### DOCUMENT SECTION:
◇ ◇ ◇

Curator of Poland’s Jewish museum to speak in Teaneck
For many years, Dr. Barbara Kirshenblatt-Gimblett — chief curator of the core exhibition at the Polin Museum of the History of Polish Jews — reveled in the stories her father told about Poland before the Holocaust.
As she writes in their joint work, “They Called Me Mayer July” (University of California Press, 2007), she began formally interviewing her father in 1967, and “if interviewing is ‘listening with love,’ I have been listening with love for four decades.”
At his wife’s urging, Mayer Kirshenblatt, who owned a paint and wallpaper store, taught himself to paint when he was 73 years old. He was good — his artwork was exhibited in several museums. “They Called Me Mayer July” is richly illustrated with his work.
Mr. Kirshenblatt, who died in 2009, went to Toronto from Opatow (Apt, in Yiddish) in 1934. In 1940 he married Doris Shushanoff, who had arrived in Toronto from Brest-Litovsk in 1929. Their daughter was born two years later.
In 1934, Toronto had an active Jewish community, Dr. Kirshenblatt-Gimblett said. “Canada was an enormous country with a much smaller population [than the United States had]. They didn’t have a perfect immigration policy, but at the time it was not possible to come to the United States, although we had relatives there. Canada had more open immigration.”
Dr. Kirshenblatt-Gimblett’s attraction to the field of folklore — which she describes as “her calling” — began in 1965 at the University of California, where she moved with her husband, Max Gimblett, in 1964. “Here was a field that valued what was extraordinary in ‘ordinary’ people, celebrated the oldest members of a community, and appreciated their accumulated wisdom, deep memory, and creative capacities late in life,” she wrote. Realizing that an entire generation of Yiddish folklorists had died in the Holocaust, “I decided to dedicate myself to bridging that chasm through my research and teaching.”

◇ ◇ ◇

### STORED RECORDS:

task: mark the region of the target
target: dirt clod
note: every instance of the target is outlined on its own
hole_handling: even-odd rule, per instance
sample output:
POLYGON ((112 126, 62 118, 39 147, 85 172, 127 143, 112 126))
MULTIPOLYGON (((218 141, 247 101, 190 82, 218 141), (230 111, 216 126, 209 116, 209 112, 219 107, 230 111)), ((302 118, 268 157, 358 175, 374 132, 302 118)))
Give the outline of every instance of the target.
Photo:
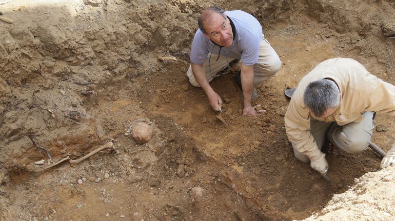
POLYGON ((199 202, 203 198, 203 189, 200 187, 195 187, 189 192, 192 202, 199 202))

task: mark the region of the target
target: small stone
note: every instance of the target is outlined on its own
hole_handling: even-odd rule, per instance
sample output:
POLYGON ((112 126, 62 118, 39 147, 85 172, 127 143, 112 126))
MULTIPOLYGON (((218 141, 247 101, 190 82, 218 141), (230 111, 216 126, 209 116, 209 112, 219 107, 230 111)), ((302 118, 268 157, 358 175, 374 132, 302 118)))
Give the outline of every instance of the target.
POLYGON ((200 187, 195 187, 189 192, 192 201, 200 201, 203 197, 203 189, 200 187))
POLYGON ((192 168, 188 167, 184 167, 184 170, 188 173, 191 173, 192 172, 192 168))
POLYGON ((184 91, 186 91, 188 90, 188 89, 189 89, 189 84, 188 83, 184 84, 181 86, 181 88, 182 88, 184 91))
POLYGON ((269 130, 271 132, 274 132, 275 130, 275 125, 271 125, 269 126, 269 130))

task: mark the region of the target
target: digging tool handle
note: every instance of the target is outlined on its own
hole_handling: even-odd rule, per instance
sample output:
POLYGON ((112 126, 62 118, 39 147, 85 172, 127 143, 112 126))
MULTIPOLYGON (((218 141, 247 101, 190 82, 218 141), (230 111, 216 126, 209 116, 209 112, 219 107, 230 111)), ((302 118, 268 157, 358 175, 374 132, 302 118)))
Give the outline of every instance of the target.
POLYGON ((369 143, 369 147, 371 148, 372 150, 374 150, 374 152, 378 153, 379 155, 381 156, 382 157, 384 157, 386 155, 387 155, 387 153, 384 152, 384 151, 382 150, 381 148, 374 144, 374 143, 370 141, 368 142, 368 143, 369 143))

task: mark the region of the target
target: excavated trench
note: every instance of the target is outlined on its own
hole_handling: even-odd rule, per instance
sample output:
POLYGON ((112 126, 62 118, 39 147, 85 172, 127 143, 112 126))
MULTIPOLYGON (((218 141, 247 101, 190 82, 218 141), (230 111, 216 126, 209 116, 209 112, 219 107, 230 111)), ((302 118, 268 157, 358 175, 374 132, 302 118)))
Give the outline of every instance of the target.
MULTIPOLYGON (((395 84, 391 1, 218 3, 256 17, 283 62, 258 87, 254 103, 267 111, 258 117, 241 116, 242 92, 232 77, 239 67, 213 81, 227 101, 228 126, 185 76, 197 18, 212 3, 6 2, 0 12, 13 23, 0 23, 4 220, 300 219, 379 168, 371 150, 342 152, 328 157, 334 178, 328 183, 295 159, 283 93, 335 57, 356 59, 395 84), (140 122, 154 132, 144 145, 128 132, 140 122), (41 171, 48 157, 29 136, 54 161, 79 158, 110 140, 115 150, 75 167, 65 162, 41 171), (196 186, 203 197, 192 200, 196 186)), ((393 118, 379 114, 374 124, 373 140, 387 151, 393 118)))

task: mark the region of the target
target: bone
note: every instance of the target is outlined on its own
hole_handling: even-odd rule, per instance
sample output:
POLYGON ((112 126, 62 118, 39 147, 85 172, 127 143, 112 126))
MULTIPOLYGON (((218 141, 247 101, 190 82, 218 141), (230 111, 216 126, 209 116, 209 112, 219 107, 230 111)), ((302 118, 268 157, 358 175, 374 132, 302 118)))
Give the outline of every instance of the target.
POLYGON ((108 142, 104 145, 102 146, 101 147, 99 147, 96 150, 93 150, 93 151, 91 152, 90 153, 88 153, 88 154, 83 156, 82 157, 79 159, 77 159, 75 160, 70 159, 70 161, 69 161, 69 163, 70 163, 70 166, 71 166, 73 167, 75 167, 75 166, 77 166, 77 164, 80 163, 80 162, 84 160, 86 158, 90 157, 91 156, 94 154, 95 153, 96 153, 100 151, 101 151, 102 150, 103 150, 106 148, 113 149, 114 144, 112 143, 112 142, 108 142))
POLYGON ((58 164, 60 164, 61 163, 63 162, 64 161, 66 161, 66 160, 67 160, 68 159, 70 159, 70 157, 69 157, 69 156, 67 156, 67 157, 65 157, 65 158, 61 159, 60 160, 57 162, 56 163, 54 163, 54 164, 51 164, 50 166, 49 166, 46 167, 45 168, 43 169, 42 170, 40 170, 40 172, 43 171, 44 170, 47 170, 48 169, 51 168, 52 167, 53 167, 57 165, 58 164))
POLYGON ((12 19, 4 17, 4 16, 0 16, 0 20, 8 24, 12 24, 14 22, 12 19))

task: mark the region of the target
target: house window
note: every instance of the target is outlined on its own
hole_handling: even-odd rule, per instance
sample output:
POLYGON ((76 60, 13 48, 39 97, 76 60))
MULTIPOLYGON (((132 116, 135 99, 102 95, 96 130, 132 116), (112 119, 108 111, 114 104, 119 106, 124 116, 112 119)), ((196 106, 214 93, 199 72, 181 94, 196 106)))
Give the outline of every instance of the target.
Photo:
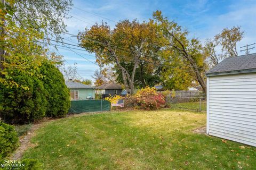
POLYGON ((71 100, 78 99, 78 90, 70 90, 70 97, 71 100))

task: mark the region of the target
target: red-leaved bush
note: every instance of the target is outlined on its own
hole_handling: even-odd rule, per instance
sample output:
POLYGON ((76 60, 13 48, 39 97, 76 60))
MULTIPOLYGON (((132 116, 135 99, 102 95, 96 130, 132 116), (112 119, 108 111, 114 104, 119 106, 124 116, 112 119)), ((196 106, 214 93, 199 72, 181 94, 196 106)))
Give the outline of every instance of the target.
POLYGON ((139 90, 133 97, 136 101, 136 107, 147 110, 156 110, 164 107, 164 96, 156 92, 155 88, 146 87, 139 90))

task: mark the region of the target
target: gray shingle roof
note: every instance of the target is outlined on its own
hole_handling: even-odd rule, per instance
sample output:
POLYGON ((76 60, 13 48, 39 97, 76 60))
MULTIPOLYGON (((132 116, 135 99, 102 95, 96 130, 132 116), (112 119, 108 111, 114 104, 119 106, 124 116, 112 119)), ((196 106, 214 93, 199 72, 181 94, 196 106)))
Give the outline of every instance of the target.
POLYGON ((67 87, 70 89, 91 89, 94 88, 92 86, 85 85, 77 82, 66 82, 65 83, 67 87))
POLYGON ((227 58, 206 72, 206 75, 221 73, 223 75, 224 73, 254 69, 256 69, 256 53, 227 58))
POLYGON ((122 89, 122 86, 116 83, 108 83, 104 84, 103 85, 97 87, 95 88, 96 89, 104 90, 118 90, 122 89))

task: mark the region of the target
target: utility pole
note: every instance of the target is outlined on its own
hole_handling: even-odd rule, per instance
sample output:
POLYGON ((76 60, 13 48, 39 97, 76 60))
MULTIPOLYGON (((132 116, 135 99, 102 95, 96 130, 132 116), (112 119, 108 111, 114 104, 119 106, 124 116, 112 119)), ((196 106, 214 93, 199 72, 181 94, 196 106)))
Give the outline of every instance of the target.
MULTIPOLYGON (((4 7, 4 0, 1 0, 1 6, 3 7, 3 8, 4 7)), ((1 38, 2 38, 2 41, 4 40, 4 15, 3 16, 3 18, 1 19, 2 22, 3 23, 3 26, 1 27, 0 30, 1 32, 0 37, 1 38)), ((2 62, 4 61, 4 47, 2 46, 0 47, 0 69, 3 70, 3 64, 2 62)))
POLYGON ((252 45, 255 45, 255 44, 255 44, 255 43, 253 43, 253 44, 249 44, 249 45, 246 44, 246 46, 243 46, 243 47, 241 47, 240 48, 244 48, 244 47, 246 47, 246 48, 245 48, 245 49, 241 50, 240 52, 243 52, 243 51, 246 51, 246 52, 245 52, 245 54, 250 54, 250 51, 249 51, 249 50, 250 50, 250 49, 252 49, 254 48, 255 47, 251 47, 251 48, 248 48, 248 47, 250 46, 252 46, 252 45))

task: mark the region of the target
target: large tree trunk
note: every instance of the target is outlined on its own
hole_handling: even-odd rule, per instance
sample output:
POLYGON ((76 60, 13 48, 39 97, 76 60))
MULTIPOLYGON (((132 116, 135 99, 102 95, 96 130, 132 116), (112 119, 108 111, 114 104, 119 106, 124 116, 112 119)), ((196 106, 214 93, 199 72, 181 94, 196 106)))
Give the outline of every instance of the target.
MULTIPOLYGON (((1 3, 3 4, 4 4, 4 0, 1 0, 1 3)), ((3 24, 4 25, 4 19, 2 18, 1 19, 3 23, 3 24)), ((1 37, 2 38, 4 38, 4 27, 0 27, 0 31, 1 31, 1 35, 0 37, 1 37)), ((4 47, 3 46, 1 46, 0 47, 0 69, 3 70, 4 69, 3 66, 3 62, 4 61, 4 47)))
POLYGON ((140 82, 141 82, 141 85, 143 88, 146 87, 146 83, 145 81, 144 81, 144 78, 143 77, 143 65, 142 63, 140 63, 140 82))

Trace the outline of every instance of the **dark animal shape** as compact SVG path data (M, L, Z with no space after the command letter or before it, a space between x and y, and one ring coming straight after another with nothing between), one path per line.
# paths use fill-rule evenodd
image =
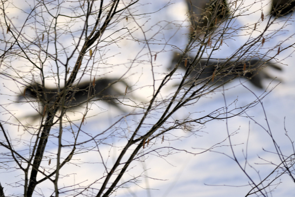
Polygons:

◇ ◇ ◇

### PROMPT:
Answer these questions from the article about the museum curator.
1. In what year did Mayer Kirshenblatt go to Toronto from Opatow?
2. At what age did he teach himself to paint?
3. At which university did Dr. Kirshenblatt-Gimblett's attraction to folklore begin?
These lines come from a different source than the text.

### EXERCISE RESPONSE:
1. 1934
2. 73
3. The University of California